Exercise brief. Starting from the line containing "Tag the water", write out every remaining line exactly, the last one included.
# Start of Supplied records
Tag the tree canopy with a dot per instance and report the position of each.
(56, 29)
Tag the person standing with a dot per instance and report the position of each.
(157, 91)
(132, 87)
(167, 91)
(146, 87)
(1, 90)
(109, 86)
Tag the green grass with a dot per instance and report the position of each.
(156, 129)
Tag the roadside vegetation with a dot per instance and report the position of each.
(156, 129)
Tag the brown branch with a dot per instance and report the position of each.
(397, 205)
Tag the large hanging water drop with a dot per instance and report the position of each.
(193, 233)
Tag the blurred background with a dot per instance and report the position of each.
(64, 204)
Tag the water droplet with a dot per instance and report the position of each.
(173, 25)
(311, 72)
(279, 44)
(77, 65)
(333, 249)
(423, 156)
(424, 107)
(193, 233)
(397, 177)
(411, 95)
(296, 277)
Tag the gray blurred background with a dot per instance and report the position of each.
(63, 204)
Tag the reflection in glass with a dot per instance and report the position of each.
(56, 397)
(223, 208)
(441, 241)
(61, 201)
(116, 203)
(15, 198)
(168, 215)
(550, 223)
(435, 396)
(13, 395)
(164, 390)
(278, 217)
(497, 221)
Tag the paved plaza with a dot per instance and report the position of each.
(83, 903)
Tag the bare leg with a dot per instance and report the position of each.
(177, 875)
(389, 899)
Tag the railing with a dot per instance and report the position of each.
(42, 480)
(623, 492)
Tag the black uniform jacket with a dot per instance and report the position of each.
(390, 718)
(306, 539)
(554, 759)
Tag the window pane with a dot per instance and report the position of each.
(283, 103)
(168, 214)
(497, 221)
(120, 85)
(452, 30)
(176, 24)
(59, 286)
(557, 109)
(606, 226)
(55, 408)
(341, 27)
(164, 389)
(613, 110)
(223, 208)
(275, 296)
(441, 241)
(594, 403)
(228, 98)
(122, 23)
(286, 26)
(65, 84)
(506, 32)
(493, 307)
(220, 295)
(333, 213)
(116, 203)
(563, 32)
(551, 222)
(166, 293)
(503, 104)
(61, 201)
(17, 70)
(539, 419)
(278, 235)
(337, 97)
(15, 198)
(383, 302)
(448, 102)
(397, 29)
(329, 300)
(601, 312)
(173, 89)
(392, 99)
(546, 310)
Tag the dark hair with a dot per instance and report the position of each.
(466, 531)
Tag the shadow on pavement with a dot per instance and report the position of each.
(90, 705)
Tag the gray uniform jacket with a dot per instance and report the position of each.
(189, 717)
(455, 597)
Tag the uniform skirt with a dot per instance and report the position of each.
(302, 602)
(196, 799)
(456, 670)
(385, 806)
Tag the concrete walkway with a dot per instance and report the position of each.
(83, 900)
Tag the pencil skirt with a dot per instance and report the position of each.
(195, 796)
# End of Supplied records
Task answer.
Tag the water droplet with a dot per instance and report the position of each.
(173, 25)
(311, 72)
(279, 44)
(77, 65)
(333, 249)
(423, 156)
(424, 107)
(193, 233)
(397, 177)
(411, 95)
(296, 277)
Tag the gray blurred background with a dot per instance and report the position of each.
(63, 204)
Tag the reflection in glass with a dot per instance and report the position of each.
(56, 397)
(223, 208)
(441, 241)
(61, 201)
(116, 203)
(15, 198)
(168, 215)
(550, 223)
(435, 396)
(13, 395)
(164, 390)
(278, 217)
(497, 221)
Tag the paved plaza with a dot per instance and report the position of each.
(83, 903)
Tag the bare leg with a dot per instance and report the position of each.
(177, 875)
(389, 899)
Tag the railing with a dot per instance and report the position of each.
(42, 480)
(623, 492)
Tag the black uniform jacket with a dot per instance and report the position of each.
(390, 718)
(306, 539)
(554, 759)
Tag the window pane with a dot per instance and report the position of each.
(283, 103)
(168, 214)
(497, 221)
(120, 85)
(452, 30)
(176, 24)
(59, 286)
(557, 109)
(606, 226)
(55, 408)
(341, 27)
(164, 389)
(613, 110)
(223, 208)
(275, 296)
(441, 241)
(594, 403)
(228, 98)
(122, 23)
(286, 26)
(65, 84)
(506, 32)
(493, 307)
(220, 295)
(333, 213)
(116, 203)
(563, 32)
(551, 222)
(166, 293)
(503, 104)
(61, 201)
(17, 70)
(539, 419)
(278, 235)
(337, 97)
(15, 198)
(383, 302)
(448, 102)
(397, 29)
(329, 300)
(601, 312)
(173, 89)
(392, 99)
(546, 310)
Tag the dark hair with a dot per instance and report the position of each.
(466, 531)
Tag the shadow on pavement with a dot per instance and report the position of each.
(90, 705)
Tag the gray uniform jacket with a dot per instance and report the position of each.
(189, 717)
(455, 597)
Tag the uniform skirt with a dot per instance and report the position of each.
(302, 602)
(196, 799)
(456, 670)
(385, 806)
Tag the concrete walkway with a dot per instance and report the position of each.
(83, 900)
Tag the pencil skirt with a dot per instance and report the position of each.
(195, 796)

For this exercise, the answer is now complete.